## [Passage]
◇ ◇ ◇

The prime way that can happen -- and a way that's common for child molesters -- is deferred adjudication, known as suspended sentences in some cases.
In deferred adjudication, a suspect pleads guilty to a crime, but he escapes punishment as long as he stays out of trouble for the next year or several years. At the end of that period, his record is wiped clean, erasing mention of his arrest and guilty plea.
Deferred adjudication is a popular avenue for sex offenders, especially those accused of minor sex crimes such as fondling. In Texas, the Criminal Justice Policy Council, a state research agency, discovered that sexual assaults and indecency charges led all other crimes for deferred adjudication in 1993, the most recent statistics available.
Sexual assaults against children were more likely to result in deferred adjudication than attacks on adults, the study found.
"The real crime, if the victim was too young or too traumatized to testify, is that if your sister gets hurt by this person, it's going to look like a first offense rather than a second offense," said Kim English, who has studied the sentencing of sex offenders as the research director for the Colorado Division of Criminal Justice.

◇ ◇ ◇

## [Exercise]
Reproduce everything in the passage on deferred adjudication from "The prime way" down to "and guilty plea.", word for word.

◇ ◇ ◇

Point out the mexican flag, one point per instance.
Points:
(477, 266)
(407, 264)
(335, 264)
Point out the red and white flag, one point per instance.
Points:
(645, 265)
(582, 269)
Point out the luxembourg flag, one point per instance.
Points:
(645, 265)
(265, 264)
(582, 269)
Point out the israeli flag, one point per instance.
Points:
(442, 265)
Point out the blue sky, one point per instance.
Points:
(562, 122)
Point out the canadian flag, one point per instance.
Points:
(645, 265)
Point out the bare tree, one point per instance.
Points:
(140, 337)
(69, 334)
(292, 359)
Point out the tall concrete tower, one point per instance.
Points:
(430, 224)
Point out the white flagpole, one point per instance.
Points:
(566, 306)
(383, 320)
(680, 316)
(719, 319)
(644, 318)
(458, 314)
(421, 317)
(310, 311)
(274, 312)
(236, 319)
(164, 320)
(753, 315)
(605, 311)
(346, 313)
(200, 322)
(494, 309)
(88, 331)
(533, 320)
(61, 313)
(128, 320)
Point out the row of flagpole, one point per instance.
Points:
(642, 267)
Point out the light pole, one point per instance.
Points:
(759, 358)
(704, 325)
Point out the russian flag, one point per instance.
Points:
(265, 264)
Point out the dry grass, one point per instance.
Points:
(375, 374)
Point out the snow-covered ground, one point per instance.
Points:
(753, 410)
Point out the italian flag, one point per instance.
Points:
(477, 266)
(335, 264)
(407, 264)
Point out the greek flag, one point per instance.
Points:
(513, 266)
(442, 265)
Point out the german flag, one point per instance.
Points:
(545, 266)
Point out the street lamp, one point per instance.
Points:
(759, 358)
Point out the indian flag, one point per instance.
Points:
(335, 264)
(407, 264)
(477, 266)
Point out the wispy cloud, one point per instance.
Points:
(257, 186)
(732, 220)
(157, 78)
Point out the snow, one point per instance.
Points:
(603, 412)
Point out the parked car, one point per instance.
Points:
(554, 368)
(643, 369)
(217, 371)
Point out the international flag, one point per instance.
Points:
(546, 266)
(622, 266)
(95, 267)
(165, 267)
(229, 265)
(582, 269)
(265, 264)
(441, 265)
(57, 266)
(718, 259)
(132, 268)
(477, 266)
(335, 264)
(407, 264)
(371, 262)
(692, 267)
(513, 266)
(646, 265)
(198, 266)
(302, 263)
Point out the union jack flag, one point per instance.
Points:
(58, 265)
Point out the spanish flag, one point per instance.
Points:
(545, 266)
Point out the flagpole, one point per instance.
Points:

◇ ◇ ◇

## [Response to the task]
The prime way that can happen -- and a way that's common for child molesters -- is deferred adjudication, known as suspended sentences in some cases.
In deferred adjudication, a suspect pleads guilty to a crime, but he escapes punishment as long as he stays out of trouble for the next year or several years. At the end of that period, his record is wiped clean, erasing mention of his arrest and guilty plea.